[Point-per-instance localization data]
---*---
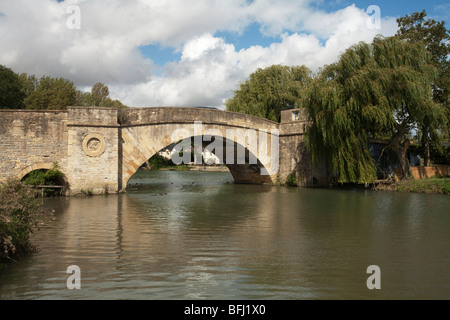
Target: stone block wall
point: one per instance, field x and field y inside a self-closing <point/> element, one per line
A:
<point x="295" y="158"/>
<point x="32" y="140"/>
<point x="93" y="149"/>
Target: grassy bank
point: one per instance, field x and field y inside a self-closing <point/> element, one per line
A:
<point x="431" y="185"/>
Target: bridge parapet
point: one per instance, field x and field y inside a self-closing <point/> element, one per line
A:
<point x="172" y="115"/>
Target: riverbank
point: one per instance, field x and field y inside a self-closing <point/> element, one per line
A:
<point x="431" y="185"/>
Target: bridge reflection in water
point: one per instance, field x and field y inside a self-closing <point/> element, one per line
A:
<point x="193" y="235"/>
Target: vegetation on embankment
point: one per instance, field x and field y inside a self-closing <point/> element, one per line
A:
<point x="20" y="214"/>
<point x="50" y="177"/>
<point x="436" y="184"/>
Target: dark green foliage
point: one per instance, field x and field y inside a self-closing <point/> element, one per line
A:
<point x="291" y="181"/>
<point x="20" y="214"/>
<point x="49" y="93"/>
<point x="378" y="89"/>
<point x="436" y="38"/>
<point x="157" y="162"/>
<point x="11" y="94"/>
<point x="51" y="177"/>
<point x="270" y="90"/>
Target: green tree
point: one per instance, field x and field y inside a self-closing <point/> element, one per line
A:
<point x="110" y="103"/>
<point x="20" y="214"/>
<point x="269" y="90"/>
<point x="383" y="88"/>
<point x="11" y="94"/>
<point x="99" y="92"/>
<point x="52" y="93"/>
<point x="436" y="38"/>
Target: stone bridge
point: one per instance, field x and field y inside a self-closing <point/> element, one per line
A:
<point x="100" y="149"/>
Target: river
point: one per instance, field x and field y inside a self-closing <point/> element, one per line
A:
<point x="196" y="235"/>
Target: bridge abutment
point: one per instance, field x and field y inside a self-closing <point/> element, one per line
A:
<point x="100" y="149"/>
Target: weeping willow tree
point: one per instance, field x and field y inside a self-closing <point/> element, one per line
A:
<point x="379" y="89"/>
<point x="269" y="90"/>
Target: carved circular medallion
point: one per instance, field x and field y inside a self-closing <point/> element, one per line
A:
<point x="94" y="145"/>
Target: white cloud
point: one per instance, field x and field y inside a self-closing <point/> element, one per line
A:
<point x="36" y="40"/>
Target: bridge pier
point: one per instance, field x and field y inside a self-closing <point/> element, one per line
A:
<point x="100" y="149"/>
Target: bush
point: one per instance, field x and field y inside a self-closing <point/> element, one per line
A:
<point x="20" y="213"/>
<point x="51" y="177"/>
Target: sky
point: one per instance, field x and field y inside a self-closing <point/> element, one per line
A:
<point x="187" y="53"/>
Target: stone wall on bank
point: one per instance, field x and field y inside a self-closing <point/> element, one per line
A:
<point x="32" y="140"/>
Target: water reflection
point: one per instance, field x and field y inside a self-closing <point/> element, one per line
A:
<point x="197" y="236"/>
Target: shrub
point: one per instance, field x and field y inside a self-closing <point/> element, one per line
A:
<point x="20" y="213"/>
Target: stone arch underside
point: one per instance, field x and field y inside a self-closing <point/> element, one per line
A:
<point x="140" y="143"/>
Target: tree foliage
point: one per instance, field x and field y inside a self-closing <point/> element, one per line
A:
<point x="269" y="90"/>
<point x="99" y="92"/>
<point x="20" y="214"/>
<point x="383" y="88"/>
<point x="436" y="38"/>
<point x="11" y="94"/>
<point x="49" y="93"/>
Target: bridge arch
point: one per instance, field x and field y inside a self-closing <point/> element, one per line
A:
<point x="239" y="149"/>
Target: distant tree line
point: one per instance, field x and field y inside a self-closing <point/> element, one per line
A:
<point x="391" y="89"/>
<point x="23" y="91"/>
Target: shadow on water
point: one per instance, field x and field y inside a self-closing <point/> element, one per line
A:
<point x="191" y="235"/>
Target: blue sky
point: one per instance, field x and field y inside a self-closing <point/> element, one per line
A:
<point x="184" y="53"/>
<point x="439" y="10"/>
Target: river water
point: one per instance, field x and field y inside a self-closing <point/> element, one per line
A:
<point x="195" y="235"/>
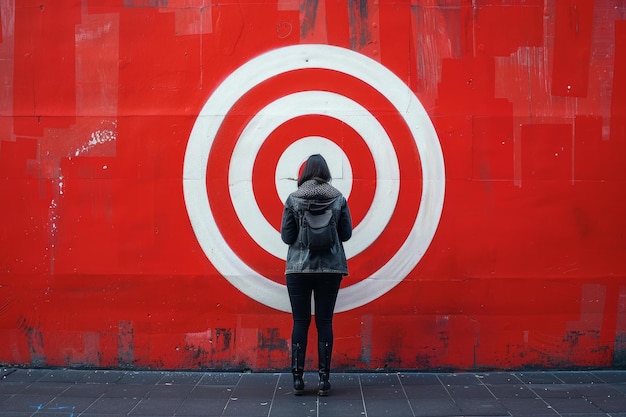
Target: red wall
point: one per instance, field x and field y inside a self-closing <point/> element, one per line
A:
---*---
→ **ASSIGNED TASK**
Within the entries, find all lines that contain "arch" and copy each one.

→ **WRITTEN RESPONSE**
Target: stone arch underside
Target: bridge arch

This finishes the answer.